◆ PAGE TEXT
[Begin]
Oh, Trix Yogurt, how I’ve missed you.
Not in a “physical scarcity” sense, mind you. Trix Yogurt took a 5 year hiatus from shelves around 2016, so yes, for a while, that nostalgic itch was impossible to scratch (unless you were a lunchlady, because you could still order the stuff from General Mills’ foodservice catalogue). But even since Trix Yogurt made its triumphant return in the spring of 2021, I still haven’t bought any. I guess I just unconsciously consigned it to the museum of memory: a glimmering pastel relic of a treasured past whose shine I dare not spoil by revisiting it with an adult’s jaded taste buds. Much like Oreo Cakesters, which I also haven’t eaten since their re-continuation, I simply doubted I could go on living if my favorite childhood yogurt wasn’t as good as I remembered.
But with the launch of these new Franken Berry and Boo Berry Yogurts from Yoplait, I finally have an impossible-to-ignore reason to try these two-toned treats again. See, when Trix Yogurt returned last year, they came back in “Strawberry” and “Berry” flavors, making it pretty clear that “Screamin’ Strawberry” and “Boo Blueberry” are just the Trix Rabbit’s cultured progeny wearing Monster Cereal masks.
[End]
[Entries from a point labeling set]
[Begin]
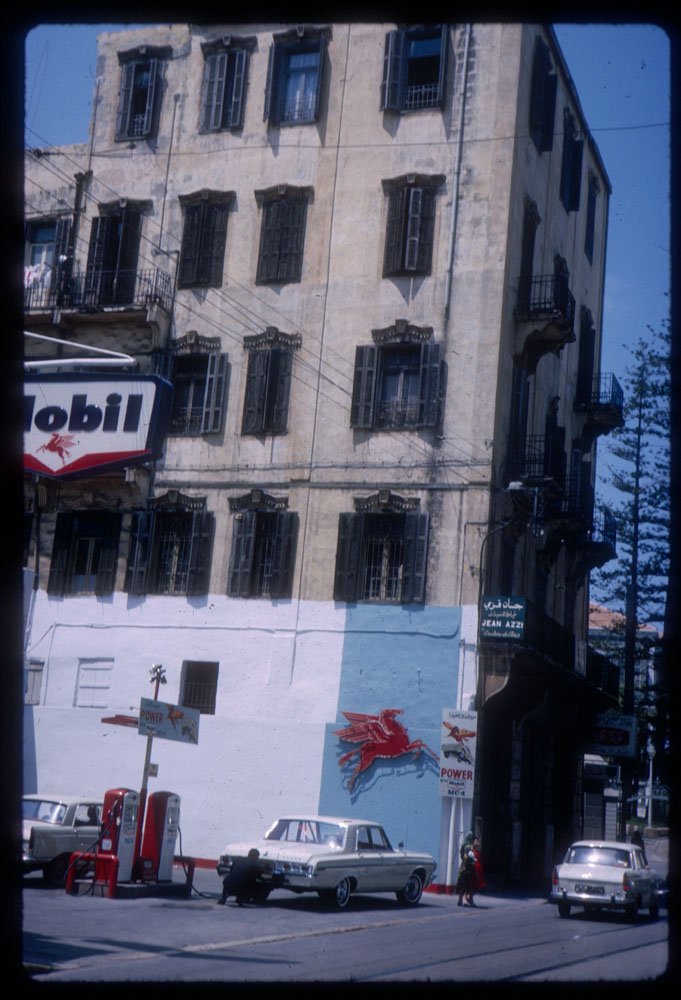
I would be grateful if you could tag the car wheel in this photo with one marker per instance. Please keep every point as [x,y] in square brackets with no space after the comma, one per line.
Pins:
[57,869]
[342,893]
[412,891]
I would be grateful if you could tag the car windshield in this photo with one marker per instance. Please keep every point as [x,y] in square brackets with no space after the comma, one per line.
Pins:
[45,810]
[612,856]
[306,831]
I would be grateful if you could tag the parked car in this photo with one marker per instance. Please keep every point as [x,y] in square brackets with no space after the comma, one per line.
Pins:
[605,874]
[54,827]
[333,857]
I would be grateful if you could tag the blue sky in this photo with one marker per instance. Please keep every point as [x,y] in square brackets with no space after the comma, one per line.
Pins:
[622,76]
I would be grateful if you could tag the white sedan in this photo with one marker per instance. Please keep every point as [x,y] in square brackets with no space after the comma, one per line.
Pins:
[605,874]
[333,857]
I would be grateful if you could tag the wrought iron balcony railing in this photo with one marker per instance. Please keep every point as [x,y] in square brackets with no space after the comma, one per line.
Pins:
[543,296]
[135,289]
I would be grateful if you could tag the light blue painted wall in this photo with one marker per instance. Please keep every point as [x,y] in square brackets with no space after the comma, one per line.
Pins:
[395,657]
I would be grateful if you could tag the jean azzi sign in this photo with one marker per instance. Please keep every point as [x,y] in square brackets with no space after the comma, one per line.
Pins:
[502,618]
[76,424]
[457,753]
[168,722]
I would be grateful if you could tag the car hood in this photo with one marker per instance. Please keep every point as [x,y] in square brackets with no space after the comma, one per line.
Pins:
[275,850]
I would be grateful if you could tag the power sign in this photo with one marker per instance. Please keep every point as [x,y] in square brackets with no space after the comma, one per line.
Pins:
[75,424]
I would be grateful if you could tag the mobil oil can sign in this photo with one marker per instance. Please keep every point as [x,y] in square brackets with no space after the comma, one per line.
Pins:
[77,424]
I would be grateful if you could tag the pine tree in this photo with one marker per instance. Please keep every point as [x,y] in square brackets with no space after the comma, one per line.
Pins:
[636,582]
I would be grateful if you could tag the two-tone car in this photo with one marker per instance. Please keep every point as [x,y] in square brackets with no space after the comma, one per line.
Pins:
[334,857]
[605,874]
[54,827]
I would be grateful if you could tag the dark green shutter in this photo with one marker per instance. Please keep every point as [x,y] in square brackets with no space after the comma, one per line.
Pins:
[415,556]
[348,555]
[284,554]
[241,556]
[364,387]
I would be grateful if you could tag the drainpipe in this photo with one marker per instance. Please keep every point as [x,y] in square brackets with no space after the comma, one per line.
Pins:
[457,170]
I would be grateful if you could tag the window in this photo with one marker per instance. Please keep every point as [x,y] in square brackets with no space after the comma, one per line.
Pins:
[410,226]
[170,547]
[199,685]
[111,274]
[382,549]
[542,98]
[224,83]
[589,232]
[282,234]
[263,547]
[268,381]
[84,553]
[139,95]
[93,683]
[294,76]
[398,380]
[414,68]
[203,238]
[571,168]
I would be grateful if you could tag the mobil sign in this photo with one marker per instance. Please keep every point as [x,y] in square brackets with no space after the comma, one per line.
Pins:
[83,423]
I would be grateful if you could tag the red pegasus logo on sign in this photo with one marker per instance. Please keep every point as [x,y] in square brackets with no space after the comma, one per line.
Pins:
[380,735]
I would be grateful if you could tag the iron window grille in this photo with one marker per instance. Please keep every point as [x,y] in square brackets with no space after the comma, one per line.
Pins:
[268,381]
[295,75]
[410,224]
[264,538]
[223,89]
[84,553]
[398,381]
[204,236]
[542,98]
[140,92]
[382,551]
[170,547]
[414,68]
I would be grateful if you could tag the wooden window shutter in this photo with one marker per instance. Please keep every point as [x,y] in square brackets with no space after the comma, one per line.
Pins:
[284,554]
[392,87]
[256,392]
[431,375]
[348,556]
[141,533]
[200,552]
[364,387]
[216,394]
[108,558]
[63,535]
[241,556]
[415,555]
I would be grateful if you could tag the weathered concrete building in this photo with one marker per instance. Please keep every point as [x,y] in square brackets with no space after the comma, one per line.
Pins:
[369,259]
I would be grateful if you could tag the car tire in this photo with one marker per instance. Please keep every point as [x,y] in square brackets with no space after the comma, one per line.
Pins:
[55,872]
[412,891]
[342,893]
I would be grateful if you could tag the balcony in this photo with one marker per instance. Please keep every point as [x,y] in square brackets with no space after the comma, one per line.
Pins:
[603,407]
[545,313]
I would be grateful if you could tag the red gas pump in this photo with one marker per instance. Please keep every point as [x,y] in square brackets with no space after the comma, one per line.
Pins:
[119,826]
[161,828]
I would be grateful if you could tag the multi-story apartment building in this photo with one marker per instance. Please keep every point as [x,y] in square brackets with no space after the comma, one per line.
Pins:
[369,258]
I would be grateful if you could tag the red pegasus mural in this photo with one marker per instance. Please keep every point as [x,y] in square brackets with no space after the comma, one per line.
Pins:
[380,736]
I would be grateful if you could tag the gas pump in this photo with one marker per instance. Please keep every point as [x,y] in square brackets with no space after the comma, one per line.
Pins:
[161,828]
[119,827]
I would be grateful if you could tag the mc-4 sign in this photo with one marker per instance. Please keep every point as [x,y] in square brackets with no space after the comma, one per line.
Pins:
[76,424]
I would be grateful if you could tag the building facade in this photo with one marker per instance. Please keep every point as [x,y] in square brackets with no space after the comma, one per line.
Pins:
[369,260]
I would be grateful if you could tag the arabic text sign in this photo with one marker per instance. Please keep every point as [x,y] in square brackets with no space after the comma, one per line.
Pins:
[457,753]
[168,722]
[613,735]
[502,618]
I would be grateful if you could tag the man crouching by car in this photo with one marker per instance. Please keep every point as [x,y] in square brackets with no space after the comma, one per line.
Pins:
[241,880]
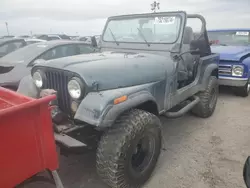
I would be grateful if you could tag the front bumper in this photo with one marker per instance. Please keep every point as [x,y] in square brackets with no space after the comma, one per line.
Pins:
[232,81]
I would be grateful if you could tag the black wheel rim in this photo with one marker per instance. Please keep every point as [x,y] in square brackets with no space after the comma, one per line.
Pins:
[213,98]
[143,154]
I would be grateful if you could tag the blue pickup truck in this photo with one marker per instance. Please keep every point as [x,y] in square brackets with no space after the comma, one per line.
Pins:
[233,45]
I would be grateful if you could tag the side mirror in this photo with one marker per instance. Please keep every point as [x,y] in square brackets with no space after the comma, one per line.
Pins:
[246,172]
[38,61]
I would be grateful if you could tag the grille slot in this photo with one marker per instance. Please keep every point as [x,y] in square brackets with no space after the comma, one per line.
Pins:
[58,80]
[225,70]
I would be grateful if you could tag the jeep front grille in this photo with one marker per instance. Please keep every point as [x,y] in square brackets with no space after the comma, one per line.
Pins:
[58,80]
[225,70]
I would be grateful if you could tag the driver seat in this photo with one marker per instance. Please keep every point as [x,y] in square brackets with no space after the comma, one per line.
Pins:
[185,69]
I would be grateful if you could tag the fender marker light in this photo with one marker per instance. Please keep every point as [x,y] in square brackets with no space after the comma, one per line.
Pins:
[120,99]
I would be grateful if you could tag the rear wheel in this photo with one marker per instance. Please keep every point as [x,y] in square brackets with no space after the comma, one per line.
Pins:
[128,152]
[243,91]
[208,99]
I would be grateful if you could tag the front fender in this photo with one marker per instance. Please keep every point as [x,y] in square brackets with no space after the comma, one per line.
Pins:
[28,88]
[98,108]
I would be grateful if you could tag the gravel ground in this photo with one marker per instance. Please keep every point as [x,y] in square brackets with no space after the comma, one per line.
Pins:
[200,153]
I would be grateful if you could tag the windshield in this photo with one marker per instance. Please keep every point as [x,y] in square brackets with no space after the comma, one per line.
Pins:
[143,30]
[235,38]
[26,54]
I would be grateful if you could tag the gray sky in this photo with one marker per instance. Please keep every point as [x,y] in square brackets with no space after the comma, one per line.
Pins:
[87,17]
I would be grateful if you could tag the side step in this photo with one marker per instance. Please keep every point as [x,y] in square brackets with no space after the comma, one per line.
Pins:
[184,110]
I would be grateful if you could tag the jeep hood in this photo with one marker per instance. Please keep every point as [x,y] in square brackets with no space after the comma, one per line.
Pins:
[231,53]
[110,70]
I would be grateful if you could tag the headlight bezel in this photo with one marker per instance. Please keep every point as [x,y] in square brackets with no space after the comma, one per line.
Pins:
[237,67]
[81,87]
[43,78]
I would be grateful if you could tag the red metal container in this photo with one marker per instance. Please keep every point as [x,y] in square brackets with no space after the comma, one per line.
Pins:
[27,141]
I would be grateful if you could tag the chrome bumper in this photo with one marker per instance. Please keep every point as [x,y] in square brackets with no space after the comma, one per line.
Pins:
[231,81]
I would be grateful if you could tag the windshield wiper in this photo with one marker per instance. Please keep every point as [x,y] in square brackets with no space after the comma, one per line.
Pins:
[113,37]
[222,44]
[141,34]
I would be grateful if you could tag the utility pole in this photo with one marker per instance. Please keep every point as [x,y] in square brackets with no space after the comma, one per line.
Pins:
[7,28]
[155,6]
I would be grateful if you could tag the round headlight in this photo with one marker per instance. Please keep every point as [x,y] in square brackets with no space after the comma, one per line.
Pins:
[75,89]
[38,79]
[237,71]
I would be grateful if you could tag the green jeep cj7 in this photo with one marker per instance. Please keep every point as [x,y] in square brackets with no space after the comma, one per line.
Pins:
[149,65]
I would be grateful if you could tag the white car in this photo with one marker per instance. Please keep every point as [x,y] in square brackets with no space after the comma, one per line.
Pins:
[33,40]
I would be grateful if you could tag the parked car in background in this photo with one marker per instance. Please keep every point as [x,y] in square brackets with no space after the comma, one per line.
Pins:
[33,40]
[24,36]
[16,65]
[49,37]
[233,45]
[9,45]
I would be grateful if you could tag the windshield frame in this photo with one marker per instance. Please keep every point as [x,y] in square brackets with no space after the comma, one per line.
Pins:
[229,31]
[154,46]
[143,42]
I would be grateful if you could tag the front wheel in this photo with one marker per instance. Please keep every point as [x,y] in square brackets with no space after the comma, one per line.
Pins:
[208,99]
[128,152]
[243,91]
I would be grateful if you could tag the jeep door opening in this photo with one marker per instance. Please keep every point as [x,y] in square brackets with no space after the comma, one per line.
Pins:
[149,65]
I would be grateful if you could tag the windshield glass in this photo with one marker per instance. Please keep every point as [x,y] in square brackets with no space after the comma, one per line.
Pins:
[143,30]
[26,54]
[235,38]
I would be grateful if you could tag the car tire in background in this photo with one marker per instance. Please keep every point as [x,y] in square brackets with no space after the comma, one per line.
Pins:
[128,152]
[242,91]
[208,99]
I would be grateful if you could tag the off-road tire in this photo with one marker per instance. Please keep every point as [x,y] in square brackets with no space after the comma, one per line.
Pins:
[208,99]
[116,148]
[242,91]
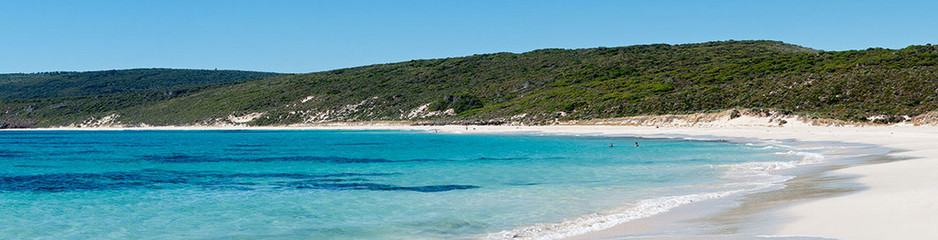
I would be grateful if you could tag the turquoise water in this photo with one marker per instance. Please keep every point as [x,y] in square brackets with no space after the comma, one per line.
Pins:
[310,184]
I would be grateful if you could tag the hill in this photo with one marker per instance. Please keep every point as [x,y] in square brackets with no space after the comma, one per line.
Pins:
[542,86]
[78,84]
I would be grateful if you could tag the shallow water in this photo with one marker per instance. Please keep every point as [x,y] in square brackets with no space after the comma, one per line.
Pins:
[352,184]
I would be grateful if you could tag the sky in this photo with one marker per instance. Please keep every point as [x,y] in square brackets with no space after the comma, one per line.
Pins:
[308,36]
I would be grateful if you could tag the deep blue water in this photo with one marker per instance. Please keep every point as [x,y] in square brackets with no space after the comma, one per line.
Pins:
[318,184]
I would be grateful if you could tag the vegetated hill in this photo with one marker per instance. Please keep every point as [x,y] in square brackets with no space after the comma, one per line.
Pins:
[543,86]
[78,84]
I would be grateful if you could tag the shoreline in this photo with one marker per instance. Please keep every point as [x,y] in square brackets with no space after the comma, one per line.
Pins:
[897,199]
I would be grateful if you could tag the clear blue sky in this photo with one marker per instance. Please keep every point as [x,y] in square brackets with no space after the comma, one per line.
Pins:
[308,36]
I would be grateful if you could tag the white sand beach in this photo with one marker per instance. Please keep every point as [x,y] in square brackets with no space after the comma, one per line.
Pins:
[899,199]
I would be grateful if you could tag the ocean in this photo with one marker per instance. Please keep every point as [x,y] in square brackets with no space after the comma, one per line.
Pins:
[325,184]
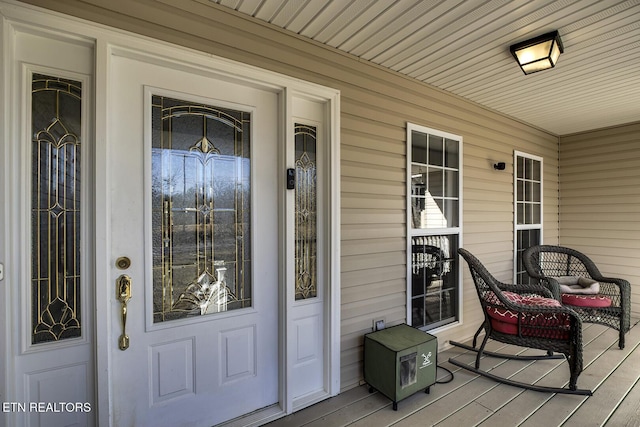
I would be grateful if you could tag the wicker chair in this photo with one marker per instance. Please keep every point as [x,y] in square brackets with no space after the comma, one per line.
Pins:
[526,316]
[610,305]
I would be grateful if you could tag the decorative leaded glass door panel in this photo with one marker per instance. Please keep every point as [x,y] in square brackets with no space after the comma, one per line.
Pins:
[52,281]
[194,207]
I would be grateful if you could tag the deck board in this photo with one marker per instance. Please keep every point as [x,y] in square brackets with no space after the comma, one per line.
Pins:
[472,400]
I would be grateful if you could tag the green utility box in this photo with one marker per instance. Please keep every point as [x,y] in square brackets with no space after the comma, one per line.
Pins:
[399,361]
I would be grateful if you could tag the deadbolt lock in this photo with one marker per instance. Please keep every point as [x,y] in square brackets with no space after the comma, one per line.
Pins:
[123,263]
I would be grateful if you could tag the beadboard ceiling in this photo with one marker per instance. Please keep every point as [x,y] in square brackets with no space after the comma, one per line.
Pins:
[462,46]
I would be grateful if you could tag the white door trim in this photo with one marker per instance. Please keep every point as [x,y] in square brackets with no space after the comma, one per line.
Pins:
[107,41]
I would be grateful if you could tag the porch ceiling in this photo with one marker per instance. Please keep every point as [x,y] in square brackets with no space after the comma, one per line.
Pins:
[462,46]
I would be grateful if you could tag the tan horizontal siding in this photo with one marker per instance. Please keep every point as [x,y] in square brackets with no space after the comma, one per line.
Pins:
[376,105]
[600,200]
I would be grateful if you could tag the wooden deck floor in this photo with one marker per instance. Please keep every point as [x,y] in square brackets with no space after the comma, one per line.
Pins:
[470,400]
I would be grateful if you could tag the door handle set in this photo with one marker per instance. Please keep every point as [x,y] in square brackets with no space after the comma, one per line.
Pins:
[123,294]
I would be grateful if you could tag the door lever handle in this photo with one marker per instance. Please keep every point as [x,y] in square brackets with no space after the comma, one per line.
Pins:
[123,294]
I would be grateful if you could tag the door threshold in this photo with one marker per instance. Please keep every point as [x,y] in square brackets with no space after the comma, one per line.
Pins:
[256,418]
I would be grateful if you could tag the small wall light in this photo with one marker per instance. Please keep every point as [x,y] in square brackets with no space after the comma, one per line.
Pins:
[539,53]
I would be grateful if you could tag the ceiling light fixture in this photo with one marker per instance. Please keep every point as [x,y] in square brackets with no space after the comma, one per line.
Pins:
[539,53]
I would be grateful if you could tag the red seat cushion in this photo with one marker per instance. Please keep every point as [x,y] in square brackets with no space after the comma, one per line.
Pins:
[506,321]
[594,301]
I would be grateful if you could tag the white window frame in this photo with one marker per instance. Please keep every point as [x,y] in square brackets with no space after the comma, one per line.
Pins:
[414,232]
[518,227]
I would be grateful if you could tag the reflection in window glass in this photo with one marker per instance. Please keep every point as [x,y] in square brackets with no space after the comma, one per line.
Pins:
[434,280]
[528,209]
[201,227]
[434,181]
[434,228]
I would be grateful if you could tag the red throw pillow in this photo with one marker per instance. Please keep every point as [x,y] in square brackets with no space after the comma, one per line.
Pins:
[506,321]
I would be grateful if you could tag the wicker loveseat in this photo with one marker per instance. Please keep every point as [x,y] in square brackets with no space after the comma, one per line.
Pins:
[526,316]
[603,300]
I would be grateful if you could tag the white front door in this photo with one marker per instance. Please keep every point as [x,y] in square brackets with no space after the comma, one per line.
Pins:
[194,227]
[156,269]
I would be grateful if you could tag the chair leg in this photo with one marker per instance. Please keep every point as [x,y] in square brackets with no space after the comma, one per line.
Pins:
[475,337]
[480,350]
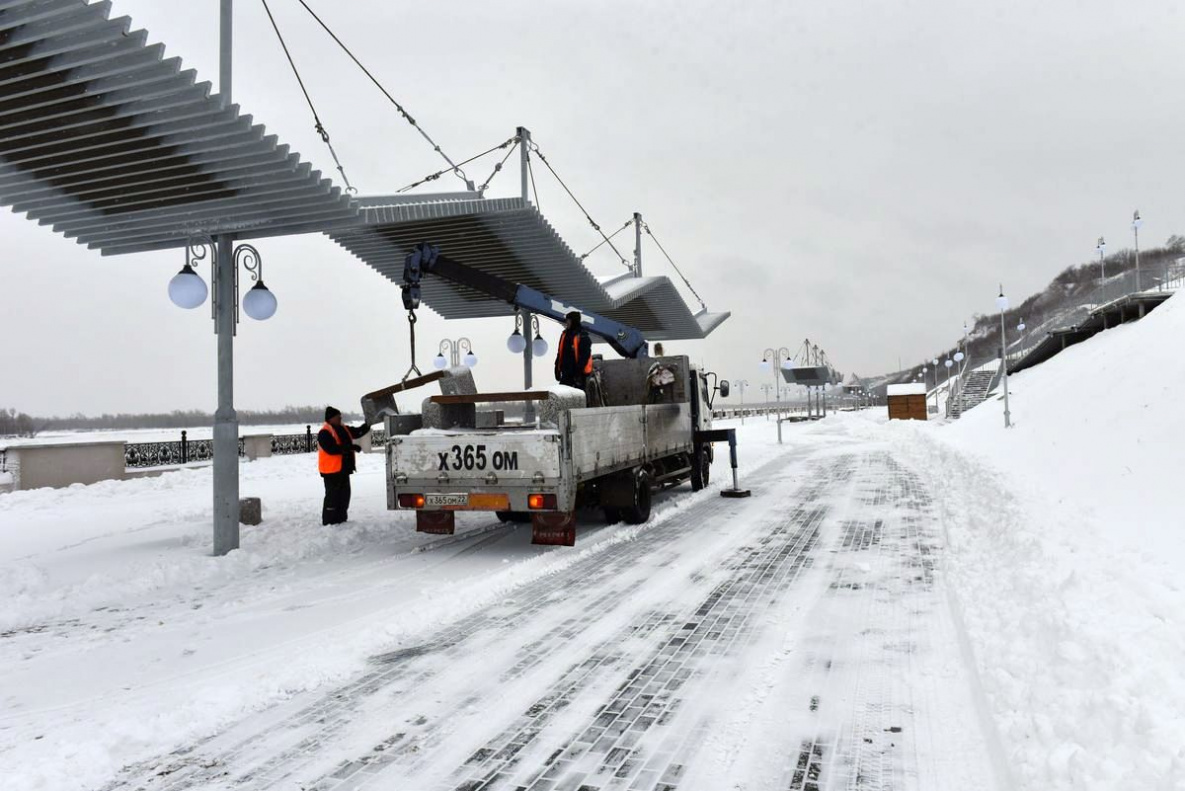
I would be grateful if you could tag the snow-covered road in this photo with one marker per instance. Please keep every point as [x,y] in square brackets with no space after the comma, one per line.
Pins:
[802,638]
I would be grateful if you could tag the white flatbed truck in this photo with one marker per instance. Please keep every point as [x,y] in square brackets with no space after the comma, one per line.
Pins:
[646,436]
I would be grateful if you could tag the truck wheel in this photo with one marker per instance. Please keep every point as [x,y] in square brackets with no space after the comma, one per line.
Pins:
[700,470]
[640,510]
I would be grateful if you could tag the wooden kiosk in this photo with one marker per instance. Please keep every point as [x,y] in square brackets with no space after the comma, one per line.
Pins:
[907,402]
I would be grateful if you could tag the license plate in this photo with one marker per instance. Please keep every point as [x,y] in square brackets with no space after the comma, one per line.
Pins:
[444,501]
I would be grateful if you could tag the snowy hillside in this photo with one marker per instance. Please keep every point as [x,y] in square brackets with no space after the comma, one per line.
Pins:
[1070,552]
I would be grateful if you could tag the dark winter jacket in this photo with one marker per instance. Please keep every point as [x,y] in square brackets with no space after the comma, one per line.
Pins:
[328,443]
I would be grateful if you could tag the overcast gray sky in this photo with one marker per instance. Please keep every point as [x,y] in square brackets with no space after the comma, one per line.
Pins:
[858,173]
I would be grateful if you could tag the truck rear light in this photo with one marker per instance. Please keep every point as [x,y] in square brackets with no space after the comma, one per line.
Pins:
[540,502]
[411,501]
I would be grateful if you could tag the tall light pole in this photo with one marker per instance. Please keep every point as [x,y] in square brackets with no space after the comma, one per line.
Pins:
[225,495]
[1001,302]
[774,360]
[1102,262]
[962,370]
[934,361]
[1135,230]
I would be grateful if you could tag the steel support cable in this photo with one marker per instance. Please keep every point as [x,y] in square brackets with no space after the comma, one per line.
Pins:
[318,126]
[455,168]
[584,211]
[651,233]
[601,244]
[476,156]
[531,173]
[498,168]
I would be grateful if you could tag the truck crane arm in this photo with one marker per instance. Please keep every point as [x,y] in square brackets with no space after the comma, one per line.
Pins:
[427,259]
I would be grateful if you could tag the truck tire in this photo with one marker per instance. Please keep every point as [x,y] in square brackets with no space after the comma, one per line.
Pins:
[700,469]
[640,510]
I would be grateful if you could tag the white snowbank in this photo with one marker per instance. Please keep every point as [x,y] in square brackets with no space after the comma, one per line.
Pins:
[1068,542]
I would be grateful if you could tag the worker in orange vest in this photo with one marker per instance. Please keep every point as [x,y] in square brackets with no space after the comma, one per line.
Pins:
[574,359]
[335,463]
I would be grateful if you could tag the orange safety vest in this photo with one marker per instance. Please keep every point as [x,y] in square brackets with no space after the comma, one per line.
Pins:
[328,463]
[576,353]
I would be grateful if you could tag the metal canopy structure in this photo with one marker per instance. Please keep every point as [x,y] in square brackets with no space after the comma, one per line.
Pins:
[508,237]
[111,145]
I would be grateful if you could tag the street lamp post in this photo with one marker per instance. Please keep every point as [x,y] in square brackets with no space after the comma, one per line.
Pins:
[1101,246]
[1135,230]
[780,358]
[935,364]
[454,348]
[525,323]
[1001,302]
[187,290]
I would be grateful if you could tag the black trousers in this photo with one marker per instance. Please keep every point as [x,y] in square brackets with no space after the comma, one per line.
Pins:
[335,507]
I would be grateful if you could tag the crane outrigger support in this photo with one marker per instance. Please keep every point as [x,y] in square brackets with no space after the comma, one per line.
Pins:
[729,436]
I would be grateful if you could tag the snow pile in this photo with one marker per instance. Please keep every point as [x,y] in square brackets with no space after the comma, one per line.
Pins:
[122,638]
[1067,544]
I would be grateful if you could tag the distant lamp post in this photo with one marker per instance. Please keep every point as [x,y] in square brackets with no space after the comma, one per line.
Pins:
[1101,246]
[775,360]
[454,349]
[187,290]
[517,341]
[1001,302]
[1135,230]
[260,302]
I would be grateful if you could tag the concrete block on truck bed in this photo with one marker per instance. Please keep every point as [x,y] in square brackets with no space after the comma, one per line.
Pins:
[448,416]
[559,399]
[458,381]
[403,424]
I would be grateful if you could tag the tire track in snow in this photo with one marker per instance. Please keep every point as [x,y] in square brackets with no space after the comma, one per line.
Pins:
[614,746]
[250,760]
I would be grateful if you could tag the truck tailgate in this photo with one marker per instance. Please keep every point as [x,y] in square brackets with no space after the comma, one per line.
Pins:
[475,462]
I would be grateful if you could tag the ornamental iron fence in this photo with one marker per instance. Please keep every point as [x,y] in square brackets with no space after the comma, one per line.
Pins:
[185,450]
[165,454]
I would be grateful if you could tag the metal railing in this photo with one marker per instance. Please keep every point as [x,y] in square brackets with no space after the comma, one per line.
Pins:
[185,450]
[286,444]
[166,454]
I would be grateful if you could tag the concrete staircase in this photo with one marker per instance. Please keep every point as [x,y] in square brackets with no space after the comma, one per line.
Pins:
[End]
◆ EXERCISE REQUIREMENTS
A. Translate this sentence from the Trix Yogurt post into Spanish: "But even since Trix Yogurt made its triumphant return in the spring of 2021, I still haven't bought any."
B. Condense the paragraph of the Trix Yogurt post that opens "Not in a 'physical scarcity' sense" into a short bulleted list that keeps its main facts.
C. From the Trix Yogurt post, reproduce the passage starting with "Oh, Trix Yogurt, how" and going on through "as I remembered.", swapping "taste buds" for "palate".

◆ SOLUTIONS TO THE PROBLEMS
A. Pero incluso desde que Trix Yogurt regresó triunfalmente en la primavera de 2021, todavía no he comprado nada.

B.
- Trix Yogurt went on a 5-year hiatus from shelves around 2016.
- During that time, it could still be ordered from General Mills' foodservice catalogue.
- It returned in the spring of 2021, but the writer still hasn't bought any.
- The writer fears it won't be as good as remembered, and has also not eaten Oreo Cakesters since they were brought back.

C.
Oh, Trix Yogurt, how I’ve missed you.
Not in a “physical scarcity” sense, mind you. Trix Yogurt took a 5 year hiatus from shelves around 2016, so yes, for a while, that nostalgic itch was impossible to scratch (unless you were a lunchlady, because you could still order the stuff from General Mills’ foodservice catalogue). But even since Trix Yogurt made its triumphant return in the spring of 2021, I still haven’t bought any. I guess I just unconsciously consigned it to the museum of memory: a glimmering pastel relic of a treasured past whose shine I dare not spoil by revisiting it with an adult’s jaded palate. Much like Oreo Cakesters, which I also haven’t eaten since their re-continuation, I simply doubted I could go on living if my favorite childhood yogurt wasn’t as good as I remembered.